Prioritaskan Perguruan Tinggi Asing untuk Sains, Matematika, dan Teknik
Oleh
Ester Lince Napitupulu
·3 menit baca
JAKARTA, KOMPAS — Pemberian izin bagi perguruan tinggi asing di Indonesia memang tidak bisa dibendung. Namun, perguruan tinggi asing yang diizinkan sebaiknya diprioritaskan untuk bidang sains, teknologi, teknik, dan matematika serta vokasi yang memang dibutuhkan negeri ini.
Sebelumnya, Wakil Presiden Jusuf Kalla mengatakan, Indonesia membuka izin untuk kehadiran perguruan tinggi asing di Indonesia asal bekerja sama dengan perguruan tinggi dalam negeri. Upaya ini untuk meningkatkan mutu dan daya saing perguruan tinggi Indonesia secara global.
Wakil Ketua Forum Rektor Indonesia Asep Saeffudin, di Jakarta, Jumat (22/12), menuturkan, pemberian izin perguruan tinggi asing sudah sulit ditahan sebagai bagian dari globalisasi. Namun, perguruan tinggi asing harus diseleksi sesuai tujuan untuk mendorong daya saing perguruan tinggi di Indonesia menjadi berkelas dunia.
Menurut Asep, perguruan tinggi asing tersebut masuk ke kategori research university, artinya proporsi mahasiswanya lebih banyak program pascasarjana (magister dan doktor) daripada mahasiswa sarjana. Adapun mahasiswa program sarjana sebaiknya diarahkan untuk menjadi entrepreneur. Hal ini untuk meningkatkan kultur inovasi, riset, dan entrepreneurship (kewirausahaan) di universitas.
Perguruan tinggi asing tersebut masuk ke kategori ’research university’, artinya proporsi mahasiswanya lebih banyak program pascasarjana.
Selain itu, perguruan tinggi asing diwajibkan menyiapkan perusahaan rintisan (startup company) berbasis pengetahuan yang menjadi ciri atau kekuatan perguruan tinggi tersebut. Perguruan tinggi asing memprioritaskan program studi berbasis STEM (science, technology, engineering, mathematics) yang dikaitkan dengan green energy (energi hijau), pengelolaan sumber daya alam, pangan, herbal medicine (obat herbal), green transportation (transportasi hijau), tata kota, dan pembangunan daerah.
Bahasa pengantar dengan bahasa Inggris, ditambah satu bahasa asing lain selain bahasa Indonesia. ”Jika ini dilakukan, dampaknya akan positif bagi peningkatan mutu sumber daya manusia Indonesia,” ucap Asep yang juga Rektor Universitas Al Azhar Indonesia.
Saham
Secara terpisah, praktisi pendidikan tinggi Edy Suandi Hamid mengatakan, membuka diri terhadap perguruan tinggi asing merupakan suatu keniscayaan. Namun, kalau perannya sampai 67 persen dalam hal saham, ini bisa menjadi penguasaan perguruan tinggi asing terhadap perguruan tinggi dalam negeri.

■ **DATA UNTUK DITINJAU**

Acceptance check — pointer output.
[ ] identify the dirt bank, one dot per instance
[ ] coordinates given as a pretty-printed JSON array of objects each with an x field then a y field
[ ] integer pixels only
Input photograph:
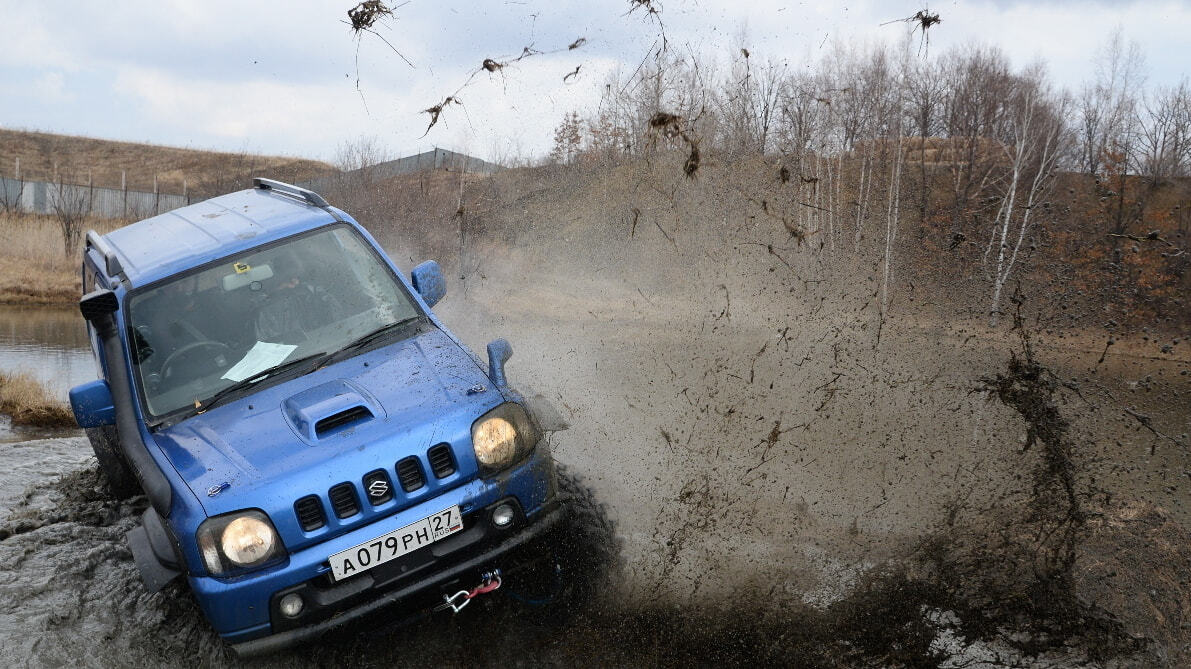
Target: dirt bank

--

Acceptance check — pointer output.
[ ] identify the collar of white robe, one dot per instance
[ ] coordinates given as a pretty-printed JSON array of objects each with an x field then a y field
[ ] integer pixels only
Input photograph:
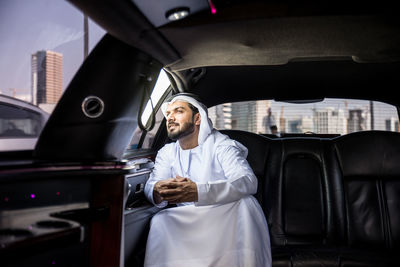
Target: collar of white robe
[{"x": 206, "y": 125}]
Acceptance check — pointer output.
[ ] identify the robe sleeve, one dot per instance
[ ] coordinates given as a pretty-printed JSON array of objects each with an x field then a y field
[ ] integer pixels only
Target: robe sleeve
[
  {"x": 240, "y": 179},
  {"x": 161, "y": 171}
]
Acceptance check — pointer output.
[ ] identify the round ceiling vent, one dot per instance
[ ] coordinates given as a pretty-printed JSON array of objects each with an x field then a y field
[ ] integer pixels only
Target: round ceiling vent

■ **TUGAS LATIHAN**
• a. Kutip bagian artikel tentang perguruan tinggi asing, mulai dari "Wakil Ketua Forum" sampai dengan "banyak program pascasarjana.".
• b. Menurut artikel tentang perguruan tinggi asing, selain sebagai Wakil Ketua Forum Rektor Indonesia, Asep Saeffudin menjabat sebagai apa?
• c. Tolong lanjutkan artikel tentang perguruan tinggi asing, dimulai setelah kalimat terakhirnya.

■ **JAWABAN LATIHAN**
• a.
Wakil Ketua Forum Rektor Indonesia Asep Saeffudin, di Jakarta, Jumat (22/12), menuturkan, pemberian izin perguruan tinggi asing sudah sulit ditahan sebagai bagian dari globalisasi. Namun, perguruan tinggi asing harus diseleksi sesuai tujuan untuk mendorong daya saing perguruan tinggi di Indonesia menjadi berkelas dunia.
Menurut Asep, perguruan tinggi asing tersebut masuk ke kategori research university, artinya proporsi mahasiswanya lebih banyak program pascasarjana (magister dan doktor) daripada mahasiswa sarjana. Adapun mahasiswa program sarjana sebaiknya diarahkan untuk menjadi entrepreneur. Hal ini untuk meningkatkan kultur inovasi, riset, dan entrepreneurship (kewirausahaan) di universitas.
Perguruan tinggi asing tersebut masuk ke kategori ’research university’, artinya proporsi mahasiswanya lebih banyak program pascasarjana.

• b. Rektor Universitas Al Azhar Indonesia.

• c.
Membuka diri terhadap perguruan tinggi asing merupakan suatu keniscayaan.
”Ini akan menimbulkan banyak konsekuensi karena perguruan tinggi asing tersebut menjadi dominan dalam menentukan jalannya perguruan tinggi tersebut. Bisa jadi, perguruan tinggi domestik hanya dipakai untuk melegitimasi kehadiran perguruan tinggi asing tersebut agar bisa beroperasi di Indonesia,” tutur Edy.
”Artinya, perguruan tinggi asing menjadi pengendali, yang dalam proses belajar-mengajar bisa jadi lepas dari nilai-nilai yang kita pegang dalam proses pendidikan. Perguruan tinggi bisa menjadi lebih pragmatis dan mungkin juga market oriented,” lanjutnya.
Menurut Edy, hal-hal seperti itu harus diantisipasi dengan berbagai regulasi yang masih mungkin dibuat oleh pemerintah, melalui peraturan menristekdikti atau ketentuan hukum lainnya. ”Intinya, pemerintah perlu berperan sebagai regulator agar masuknya perguruan tinggi atau modal asing itu tidak lepas kendali, dan lebih-lebih menjadikan pendidikan sebagai komoditas,” kata Edy.
Pemerintah perlu berperan sebagai regulator agar masuknya perguruan tinggi atau modal asing itu tidak lepas kendali, dan lebih-lebih menjadikan pendidikan sebagai komoditas.
Direktur Jenderal Sumber Daya Manusia Iptek dan Pendidikan Tinggi Kemristek-Dikti Ali Ghufron Mukti menyebutkan, masih perlu pembahasan teknis dalam pemberian izin perguruan tinggi asing. Terkait dosen, misalnya, dosen asing yang mengajar harus berkualitas, bukan yang ”abal-abal”.
Ghufron mengatakan, dengan menggandeng ilmuwan diaspora Indonesia, diharapkan dapat berkolaborasi dalam riset, membantu peningkatan kurikulum, hingga mengajar. Potensi diaspora Indonesia membanggakan. Di dalam negeri pun, potensi ilmuwan Indonesia juga menjanjikan.